_The exercise_
Rewrite the records below with "outline" changed to "trace" and every other part left as it is.

_Data extracted from a collection_
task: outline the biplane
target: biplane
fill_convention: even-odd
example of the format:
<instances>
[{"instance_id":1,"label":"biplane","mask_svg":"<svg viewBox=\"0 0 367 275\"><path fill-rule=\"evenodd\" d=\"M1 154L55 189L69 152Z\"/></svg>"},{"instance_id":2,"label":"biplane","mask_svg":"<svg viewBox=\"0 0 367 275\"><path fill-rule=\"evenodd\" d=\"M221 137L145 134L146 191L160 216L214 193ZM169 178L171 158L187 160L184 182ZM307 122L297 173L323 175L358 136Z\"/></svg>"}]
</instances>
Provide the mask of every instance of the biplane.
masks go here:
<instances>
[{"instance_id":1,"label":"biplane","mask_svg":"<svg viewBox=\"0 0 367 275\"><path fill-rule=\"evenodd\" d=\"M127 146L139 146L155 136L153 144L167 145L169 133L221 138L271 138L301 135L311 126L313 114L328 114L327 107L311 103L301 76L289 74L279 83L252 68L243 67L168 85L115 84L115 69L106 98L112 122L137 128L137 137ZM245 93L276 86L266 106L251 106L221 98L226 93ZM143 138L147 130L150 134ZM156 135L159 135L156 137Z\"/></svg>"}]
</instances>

_Exercise result_
task: trace the biplane
target: biplane
fill_convention: even-odd
example of the format:
<instances>
[{"instance_id":1,"label":"biplane","mask_svg":"<svg viewBox=\"0 0 367 275\"><path fill-rule=\"evenodd\" d=\"M1 154L55 189L69 152Z\"/></svg>"},{"instance_id":2,"label":"biplane","mask_svg":"<svg viewBox=\"0 0 367 275\"><path fill-rule=\"evenodd\" d=\"M221 137L145 134L146 191L160 216L214 193ZM169 178L171 158L187 160L184 182ZM307 122L297 173L323 175L358 136Z\"/></svg>"}]
</instances>
Provide the mask of every instance of the biplane.
masks go here:
<instances>
[{"instance_id":1,"label":"biplane","mask_svg":"<svg viewBox=\"0 0 367 275\"><path fill-rule=\"evenodd\" d=\"M127 146L139 146L155 136L153 144L167 145L169 133L221 138L271 138L301 135L311 126L313 114L328 114L327 107L311 103L301 76L289 74L279 83L252 68L243 67L168 85L115 84L115 69L106 98L112 122L137 128L137 137ZM245 93L276 86L266 106L251 106L221 98L226 93ZM143 138L147 130L150 134ZM156 135L159 135L156 137Z\"/></svg>"}]
</instances>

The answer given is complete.